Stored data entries
::::::::

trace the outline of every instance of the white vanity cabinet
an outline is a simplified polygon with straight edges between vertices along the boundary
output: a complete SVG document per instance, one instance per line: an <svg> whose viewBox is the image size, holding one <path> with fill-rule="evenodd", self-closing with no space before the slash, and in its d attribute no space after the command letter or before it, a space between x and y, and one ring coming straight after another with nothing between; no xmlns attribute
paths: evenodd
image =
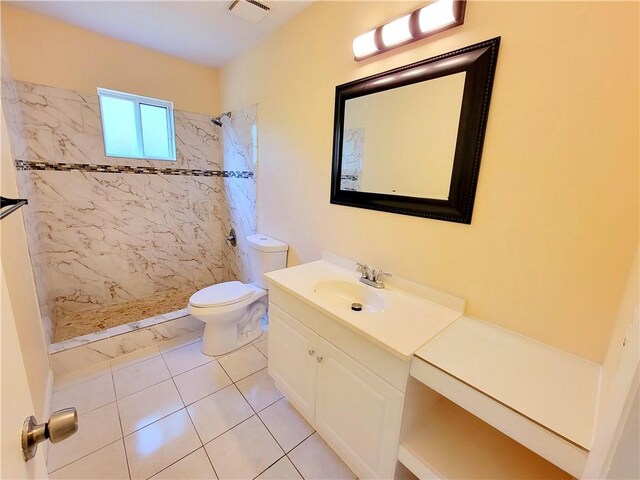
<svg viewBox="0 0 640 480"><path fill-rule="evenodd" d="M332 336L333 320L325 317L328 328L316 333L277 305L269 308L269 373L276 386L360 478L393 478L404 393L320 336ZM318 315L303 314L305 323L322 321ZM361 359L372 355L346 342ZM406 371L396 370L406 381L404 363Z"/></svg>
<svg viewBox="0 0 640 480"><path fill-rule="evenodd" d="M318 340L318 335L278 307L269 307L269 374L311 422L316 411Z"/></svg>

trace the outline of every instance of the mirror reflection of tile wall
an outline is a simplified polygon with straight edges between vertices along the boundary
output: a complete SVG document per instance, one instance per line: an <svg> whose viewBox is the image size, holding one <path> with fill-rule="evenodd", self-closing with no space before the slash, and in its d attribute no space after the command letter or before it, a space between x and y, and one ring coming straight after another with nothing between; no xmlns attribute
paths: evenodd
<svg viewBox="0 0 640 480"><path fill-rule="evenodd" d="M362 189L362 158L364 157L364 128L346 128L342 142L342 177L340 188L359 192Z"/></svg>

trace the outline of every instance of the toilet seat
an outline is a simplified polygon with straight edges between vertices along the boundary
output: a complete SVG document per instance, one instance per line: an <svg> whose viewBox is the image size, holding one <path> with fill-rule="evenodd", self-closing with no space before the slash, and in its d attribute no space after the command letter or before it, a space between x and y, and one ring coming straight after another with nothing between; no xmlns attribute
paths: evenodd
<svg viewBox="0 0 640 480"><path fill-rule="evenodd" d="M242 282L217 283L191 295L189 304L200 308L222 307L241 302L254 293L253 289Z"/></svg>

::::::::

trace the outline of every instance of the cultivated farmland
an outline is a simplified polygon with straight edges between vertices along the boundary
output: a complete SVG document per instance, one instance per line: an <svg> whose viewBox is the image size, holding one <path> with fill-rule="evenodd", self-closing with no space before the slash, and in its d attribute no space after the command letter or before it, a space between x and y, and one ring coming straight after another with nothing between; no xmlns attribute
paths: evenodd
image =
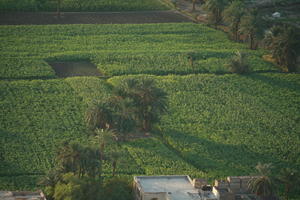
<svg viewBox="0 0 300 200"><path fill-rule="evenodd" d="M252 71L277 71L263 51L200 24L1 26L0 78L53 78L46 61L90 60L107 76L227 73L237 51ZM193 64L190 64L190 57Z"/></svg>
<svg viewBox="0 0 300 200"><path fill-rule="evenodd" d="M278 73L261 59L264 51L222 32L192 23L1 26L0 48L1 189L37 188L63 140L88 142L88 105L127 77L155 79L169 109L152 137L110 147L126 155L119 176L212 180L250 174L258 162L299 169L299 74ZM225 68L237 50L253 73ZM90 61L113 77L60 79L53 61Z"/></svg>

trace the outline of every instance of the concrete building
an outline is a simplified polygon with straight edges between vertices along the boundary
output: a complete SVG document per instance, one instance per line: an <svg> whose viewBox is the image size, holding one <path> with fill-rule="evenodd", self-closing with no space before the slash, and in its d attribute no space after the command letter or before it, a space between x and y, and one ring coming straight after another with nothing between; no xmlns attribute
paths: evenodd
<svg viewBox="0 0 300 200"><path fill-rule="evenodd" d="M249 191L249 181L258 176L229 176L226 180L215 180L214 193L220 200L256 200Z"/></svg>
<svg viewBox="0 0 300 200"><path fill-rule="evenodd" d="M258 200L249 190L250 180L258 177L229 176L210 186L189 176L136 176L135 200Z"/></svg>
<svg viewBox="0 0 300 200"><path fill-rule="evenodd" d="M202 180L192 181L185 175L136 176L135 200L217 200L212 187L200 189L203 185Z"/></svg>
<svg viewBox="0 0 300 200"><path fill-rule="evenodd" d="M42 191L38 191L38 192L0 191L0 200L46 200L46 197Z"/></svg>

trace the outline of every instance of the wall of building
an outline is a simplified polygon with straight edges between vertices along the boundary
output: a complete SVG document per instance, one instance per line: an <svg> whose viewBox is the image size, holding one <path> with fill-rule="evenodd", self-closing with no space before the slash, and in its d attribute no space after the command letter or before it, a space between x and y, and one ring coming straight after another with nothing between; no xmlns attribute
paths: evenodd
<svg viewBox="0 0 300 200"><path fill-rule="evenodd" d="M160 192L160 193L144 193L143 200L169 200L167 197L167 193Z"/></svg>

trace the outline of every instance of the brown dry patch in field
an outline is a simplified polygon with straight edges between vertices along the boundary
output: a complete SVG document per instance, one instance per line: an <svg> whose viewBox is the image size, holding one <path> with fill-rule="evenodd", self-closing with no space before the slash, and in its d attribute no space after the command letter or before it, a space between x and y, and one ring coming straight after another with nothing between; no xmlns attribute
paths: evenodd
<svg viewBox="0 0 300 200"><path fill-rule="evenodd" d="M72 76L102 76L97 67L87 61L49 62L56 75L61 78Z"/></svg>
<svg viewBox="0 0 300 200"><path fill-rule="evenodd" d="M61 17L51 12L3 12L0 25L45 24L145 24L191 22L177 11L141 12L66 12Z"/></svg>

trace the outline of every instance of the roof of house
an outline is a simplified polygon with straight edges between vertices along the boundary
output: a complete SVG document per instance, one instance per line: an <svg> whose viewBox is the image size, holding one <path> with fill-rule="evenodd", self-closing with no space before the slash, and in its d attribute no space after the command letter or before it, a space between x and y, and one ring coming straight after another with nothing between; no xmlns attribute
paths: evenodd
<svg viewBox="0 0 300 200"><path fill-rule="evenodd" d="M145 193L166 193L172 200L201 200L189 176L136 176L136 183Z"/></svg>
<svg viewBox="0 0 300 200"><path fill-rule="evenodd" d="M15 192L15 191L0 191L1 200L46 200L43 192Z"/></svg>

::::::::

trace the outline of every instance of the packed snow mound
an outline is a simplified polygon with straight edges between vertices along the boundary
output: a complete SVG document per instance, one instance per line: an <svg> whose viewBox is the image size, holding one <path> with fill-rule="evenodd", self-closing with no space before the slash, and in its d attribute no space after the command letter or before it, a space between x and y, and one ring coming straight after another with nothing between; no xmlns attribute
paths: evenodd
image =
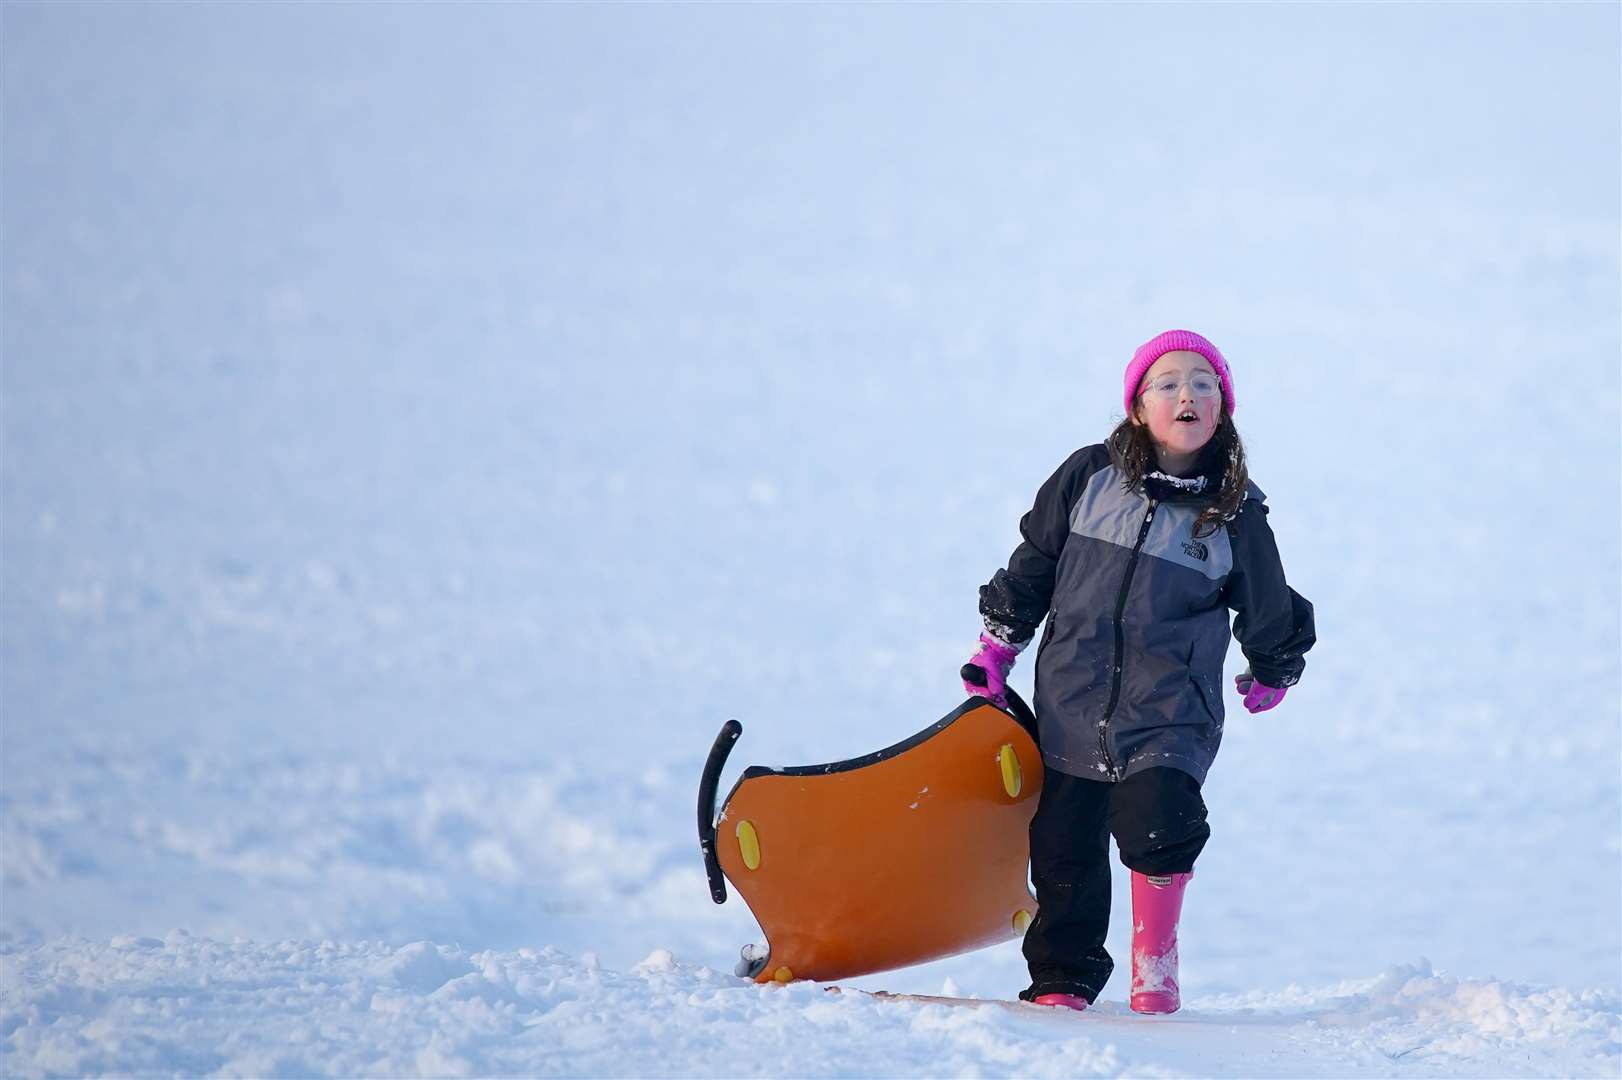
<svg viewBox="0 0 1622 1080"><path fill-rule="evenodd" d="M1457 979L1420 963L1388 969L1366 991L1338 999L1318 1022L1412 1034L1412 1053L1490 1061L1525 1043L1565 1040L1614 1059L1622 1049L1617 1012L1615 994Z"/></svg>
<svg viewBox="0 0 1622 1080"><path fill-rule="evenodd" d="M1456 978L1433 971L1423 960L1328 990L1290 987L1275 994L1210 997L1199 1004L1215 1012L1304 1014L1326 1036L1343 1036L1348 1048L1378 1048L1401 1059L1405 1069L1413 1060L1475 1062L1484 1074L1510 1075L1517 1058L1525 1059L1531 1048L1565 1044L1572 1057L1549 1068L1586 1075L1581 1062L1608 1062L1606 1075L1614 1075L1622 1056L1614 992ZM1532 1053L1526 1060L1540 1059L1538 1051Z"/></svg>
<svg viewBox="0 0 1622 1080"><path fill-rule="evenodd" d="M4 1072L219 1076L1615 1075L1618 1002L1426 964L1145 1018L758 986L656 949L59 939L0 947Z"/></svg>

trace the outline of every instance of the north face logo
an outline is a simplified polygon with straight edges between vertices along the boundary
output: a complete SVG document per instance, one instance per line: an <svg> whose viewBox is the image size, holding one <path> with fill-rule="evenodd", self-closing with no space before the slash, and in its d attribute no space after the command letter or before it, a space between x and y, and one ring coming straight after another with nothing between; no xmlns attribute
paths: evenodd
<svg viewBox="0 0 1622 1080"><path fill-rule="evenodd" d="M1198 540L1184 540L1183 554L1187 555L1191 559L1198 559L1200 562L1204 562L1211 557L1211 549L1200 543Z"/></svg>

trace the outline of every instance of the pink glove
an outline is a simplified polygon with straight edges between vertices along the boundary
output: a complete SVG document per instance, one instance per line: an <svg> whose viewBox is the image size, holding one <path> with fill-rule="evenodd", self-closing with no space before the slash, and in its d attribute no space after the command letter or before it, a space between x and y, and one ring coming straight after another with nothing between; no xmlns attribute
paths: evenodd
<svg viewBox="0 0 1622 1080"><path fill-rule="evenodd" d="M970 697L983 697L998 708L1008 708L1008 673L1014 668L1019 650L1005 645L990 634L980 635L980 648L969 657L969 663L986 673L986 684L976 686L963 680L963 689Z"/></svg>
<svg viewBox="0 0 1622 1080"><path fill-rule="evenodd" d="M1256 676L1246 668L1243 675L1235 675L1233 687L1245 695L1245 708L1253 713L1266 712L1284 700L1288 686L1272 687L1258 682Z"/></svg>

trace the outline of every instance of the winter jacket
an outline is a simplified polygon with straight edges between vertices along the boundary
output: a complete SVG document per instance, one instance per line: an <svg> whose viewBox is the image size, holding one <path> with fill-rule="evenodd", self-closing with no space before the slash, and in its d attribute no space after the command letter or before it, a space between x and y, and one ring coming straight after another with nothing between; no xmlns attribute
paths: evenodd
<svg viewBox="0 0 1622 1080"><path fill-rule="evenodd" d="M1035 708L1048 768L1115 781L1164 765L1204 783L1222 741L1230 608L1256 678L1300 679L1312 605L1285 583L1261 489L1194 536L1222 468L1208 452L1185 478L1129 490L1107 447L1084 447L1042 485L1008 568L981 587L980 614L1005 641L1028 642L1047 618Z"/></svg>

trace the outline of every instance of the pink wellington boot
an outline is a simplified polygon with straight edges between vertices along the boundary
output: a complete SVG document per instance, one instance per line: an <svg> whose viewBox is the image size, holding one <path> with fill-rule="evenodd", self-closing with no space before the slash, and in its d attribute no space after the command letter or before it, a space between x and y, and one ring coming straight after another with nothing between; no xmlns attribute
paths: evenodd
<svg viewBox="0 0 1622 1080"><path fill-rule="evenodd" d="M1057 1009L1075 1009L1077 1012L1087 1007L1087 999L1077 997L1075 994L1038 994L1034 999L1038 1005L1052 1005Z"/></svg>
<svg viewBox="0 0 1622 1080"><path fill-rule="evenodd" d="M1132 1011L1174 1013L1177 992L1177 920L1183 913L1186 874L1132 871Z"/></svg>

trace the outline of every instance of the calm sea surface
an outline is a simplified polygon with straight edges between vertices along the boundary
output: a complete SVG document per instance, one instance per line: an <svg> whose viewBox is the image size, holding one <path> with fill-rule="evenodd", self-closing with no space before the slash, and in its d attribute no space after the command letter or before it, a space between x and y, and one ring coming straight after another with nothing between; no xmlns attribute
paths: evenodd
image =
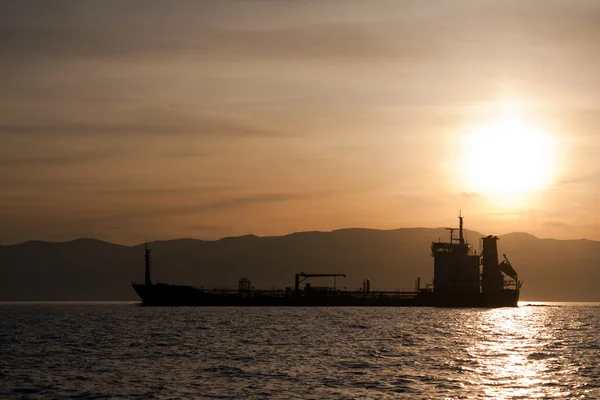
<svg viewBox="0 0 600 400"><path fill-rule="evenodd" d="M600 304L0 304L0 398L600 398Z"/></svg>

::::::::

Activity: Reproduce every line above that contains the string "wall".

Your response:
trace the outline of every instance of the mirror reflection of tile wall
trace the outline of every instance of the wall of building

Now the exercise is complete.